Data section:
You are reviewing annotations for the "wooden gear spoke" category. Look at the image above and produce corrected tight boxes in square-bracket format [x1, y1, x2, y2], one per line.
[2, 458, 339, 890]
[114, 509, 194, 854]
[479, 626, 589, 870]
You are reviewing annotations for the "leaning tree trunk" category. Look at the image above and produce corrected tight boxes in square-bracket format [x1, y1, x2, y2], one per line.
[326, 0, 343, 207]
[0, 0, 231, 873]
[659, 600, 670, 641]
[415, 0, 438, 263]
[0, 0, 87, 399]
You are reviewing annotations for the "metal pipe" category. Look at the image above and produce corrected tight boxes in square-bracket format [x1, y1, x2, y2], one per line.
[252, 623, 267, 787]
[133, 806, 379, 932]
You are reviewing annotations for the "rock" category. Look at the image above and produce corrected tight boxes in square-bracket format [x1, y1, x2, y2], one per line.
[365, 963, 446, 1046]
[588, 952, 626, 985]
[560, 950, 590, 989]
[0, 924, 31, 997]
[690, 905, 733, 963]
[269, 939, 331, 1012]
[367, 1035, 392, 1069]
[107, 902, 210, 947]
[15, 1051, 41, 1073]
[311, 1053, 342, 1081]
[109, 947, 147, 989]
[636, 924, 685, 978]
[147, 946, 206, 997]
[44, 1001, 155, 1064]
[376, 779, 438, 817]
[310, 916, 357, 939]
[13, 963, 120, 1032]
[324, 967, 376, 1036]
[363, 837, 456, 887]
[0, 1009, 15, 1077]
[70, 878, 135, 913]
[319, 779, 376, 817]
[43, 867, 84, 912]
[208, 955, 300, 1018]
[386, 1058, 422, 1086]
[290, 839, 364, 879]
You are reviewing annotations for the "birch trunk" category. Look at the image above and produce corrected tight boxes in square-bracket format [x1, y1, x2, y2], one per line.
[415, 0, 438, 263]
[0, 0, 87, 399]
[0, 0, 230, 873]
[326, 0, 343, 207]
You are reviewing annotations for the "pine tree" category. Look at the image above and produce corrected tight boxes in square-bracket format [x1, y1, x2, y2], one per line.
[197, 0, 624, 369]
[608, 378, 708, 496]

Problem details:
Please reproduce only the lines from the start of the listing through the line holding "[133, 806, 379, 932]", inclusive, leaving each request unchanged. Scale every box coordinate in the answers by 1.95 and round to whole numbers, with halves going up.

Answer for the task:
You are reviewing annotations for the "wooden gear spoke" category. Look at the image above and produce corrected tight boxes in square-bracket format [x1, y1, x2, y2], one per line.
[4, 893, 661, 1736]
[222, 993, 378, 1665]
[934, 1221, 1149, 1697]
You are reviewing annotations for the "leaning tree trunk" category. Look at the image above and produce corrected tight boxes in square-bracket format [x1, y1, x2, y2], one per line.
[636, 0, 669, 404]
[0, 0, 450, 1702]
[1285, 1170, 1307, 1250]
[809, 0, 854, 513]
[0, 0, 170, 778]
You are reviewing annotations for the "metal pipe" category. Look at the image above and produce corrected tight boxes in square-bracket format [x1, y1, x2, y2], one per line.
[491, 1215, 521, 1535]
[259, 1572, 739, 1817]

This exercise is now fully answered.